The data:
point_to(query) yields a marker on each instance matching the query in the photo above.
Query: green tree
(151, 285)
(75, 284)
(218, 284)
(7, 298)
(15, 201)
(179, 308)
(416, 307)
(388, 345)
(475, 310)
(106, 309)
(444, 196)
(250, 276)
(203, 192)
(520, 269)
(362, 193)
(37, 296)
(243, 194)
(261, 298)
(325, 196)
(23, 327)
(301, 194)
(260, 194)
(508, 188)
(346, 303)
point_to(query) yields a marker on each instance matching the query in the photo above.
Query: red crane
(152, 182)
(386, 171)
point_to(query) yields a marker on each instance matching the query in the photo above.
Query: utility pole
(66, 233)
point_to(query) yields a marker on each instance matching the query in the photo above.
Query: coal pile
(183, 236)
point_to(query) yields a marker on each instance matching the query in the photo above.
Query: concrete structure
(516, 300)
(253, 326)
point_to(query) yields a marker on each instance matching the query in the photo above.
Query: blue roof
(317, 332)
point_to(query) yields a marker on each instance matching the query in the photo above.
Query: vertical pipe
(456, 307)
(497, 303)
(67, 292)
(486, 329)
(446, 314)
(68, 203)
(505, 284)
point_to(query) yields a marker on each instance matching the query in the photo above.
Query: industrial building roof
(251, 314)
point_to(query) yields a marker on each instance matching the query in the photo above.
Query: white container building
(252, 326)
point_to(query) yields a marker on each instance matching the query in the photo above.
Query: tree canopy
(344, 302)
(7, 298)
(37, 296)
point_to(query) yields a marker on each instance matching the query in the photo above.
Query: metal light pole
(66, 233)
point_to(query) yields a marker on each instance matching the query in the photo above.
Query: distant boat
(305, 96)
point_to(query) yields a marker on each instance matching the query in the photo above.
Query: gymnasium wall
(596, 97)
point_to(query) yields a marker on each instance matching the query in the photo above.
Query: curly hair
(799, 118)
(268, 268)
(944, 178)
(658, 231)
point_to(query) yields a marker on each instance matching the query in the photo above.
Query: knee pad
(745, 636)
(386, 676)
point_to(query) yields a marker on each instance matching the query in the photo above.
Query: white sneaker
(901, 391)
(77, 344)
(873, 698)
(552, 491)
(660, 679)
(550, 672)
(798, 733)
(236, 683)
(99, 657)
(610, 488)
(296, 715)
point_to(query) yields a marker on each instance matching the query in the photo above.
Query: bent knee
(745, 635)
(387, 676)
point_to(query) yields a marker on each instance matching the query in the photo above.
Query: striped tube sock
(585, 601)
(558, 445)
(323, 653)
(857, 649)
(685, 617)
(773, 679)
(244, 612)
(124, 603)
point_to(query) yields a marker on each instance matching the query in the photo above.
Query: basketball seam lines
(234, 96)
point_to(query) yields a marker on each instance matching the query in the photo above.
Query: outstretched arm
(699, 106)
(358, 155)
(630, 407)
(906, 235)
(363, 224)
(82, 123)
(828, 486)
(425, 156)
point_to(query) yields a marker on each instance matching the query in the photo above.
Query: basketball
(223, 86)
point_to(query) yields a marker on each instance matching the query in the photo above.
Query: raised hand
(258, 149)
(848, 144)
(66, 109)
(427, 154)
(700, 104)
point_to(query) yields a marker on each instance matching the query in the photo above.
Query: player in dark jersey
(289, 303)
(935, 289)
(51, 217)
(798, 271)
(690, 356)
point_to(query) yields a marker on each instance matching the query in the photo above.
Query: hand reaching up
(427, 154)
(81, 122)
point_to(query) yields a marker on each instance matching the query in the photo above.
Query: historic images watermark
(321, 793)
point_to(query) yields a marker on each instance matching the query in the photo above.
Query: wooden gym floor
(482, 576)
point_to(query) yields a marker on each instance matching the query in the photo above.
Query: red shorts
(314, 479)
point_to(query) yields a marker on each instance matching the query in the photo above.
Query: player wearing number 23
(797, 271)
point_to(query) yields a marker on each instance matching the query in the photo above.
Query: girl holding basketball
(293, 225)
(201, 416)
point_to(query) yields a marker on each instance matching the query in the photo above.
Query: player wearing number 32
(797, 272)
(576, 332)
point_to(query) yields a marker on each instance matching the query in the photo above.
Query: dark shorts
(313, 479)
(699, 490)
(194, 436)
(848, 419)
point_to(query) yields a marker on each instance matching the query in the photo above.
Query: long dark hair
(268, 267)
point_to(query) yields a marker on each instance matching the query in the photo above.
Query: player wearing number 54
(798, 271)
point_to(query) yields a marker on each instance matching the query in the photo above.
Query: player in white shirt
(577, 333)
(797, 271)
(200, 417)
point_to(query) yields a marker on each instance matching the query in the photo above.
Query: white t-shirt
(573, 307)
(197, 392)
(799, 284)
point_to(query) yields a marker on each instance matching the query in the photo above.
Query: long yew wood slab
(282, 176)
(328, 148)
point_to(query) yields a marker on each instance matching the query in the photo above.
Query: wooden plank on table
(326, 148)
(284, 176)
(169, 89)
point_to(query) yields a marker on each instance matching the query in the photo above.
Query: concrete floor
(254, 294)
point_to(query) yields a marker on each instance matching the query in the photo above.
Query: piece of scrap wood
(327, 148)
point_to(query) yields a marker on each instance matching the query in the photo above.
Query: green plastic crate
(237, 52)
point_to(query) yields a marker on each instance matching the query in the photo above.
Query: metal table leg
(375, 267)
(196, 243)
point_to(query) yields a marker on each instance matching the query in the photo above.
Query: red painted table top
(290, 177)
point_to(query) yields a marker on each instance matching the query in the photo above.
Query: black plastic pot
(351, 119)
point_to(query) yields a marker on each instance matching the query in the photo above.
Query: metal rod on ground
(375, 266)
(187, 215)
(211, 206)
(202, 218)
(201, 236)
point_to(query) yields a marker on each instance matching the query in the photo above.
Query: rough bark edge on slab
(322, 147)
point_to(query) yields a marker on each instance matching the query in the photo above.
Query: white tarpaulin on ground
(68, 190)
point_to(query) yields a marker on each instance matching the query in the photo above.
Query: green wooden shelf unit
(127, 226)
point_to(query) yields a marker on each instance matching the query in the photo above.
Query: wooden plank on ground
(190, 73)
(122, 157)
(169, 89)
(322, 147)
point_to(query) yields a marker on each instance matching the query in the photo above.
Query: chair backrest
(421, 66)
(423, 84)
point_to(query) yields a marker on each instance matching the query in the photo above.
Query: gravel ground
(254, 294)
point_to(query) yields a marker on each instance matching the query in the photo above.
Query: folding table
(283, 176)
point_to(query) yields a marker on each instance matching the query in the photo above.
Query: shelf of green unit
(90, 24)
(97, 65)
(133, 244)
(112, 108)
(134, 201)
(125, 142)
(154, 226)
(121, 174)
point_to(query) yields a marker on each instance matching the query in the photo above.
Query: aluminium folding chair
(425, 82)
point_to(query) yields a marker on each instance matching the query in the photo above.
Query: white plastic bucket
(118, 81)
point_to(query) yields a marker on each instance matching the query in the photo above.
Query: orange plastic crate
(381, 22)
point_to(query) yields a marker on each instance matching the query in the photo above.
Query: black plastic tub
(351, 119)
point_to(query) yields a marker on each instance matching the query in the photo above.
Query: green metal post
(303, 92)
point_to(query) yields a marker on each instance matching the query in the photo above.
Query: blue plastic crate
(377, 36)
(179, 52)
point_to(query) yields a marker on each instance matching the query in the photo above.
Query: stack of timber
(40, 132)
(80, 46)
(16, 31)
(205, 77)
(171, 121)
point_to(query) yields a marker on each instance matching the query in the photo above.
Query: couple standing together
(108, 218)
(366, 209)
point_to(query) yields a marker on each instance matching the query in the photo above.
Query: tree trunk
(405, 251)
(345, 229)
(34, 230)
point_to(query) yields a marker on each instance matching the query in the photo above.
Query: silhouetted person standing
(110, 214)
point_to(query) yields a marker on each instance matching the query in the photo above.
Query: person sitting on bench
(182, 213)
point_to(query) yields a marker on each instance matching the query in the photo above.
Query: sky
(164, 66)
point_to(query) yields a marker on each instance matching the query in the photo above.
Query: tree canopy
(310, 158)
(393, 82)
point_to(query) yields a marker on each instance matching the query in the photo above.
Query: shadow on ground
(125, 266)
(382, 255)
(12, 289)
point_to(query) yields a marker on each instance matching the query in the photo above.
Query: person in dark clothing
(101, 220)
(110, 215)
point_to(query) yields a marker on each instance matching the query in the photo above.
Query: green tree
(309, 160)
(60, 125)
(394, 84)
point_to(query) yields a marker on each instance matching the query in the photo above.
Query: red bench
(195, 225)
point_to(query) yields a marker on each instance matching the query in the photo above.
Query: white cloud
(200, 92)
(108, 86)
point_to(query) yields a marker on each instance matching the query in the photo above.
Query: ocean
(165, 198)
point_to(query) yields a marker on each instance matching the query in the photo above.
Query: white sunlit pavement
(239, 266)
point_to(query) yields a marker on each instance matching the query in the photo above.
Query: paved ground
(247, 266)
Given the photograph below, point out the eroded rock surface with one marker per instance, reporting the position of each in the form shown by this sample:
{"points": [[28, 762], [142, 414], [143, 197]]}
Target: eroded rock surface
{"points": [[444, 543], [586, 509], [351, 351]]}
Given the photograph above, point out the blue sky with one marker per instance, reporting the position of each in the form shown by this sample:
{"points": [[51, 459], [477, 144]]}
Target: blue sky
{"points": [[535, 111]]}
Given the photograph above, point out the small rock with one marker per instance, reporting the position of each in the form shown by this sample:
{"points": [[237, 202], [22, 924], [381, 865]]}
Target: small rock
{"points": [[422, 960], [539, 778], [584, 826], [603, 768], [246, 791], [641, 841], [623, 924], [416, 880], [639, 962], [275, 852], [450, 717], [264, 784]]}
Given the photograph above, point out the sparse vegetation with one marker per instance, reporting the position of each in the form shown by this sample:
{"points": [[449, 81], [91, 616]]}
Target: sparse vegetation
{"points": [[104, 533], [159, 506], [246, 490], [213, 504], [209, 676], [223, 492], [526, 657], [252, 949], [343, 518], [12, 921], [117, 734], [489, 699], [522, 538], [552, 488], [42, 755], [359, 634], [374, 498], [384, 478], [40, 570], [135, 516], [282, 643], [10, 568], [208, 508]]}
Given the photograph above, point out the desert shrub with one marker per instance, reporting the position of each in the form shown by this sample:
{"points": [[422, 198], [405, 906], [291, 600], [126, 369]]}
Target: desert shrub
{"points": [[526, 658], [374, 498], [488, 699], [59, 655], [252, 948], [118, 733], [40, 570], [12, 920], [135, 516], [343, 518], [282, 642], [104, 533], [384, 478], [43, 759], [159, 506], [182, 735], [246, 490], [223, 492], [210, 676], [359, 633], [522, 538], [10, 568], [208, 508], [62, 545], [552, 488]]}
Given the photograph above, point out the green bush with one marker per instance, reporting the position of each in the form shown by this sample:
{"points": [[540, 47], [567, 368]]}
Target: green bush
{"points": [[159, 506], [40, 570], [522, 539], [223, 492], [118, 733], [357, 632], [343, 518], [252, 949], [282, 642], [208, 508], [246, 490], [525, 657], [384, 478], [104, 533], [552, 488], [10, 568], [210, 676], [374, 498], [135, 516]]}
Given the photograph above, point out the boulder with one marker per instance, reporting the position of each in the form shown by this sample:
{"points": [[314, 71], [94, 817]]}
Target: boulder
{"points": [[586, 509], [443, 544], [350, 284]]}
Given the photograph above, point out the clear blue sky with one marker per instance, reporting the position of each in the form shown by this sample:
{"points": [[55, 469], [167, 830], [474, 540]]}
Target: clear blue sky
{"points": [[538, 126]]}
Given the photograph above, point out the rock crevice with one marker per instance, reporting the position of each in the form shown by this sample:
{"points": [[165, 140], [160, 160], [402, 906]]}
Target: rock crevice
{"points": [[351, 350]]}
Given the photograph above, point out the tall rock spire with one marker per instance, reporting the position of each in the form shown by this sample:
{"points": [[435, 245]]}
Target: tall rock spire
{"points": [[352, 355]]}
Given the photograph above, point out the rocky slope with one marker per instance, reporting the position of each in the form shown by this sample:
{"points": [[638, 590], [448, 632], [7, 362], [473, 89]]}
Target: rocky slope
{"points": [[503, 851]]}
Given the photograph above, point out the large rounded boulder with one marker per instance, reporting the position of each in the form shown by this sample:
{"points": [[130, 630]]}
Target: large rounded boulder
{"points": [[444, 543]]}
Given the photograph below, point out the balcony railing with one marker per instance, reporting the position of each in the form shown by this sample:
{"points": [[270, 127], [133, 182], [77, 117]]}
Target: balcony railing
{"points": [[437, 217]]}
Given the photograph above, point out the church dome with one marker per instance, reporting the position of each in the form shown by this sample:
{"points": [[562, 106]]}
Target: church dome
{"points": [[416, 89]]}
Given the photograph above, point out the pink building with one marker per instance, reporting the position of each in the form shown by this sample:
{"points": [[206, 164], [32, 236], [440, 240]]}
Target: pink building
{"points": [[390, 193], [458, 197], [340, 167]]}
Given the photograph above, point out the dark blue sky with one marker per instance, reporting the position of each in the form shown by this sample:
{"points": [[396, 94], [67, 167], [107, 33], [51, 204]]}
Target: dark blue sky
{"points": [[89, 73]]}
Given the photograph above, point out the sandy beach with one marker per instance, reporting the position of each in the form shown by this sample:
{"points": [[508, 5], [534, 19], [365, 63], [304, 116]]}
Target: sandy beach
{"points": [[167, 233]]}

Directions for this task:
For the word "below", show every line of the entries that holds it.

Written answer:
Given the photograph below, point out the eroded rock surface with one marker per instance, reporting the position of each in the form shown by this sample:
Given the photograph below, point out the balcony railing with one marker per instance, reporting the position of each in the form shown by this sample:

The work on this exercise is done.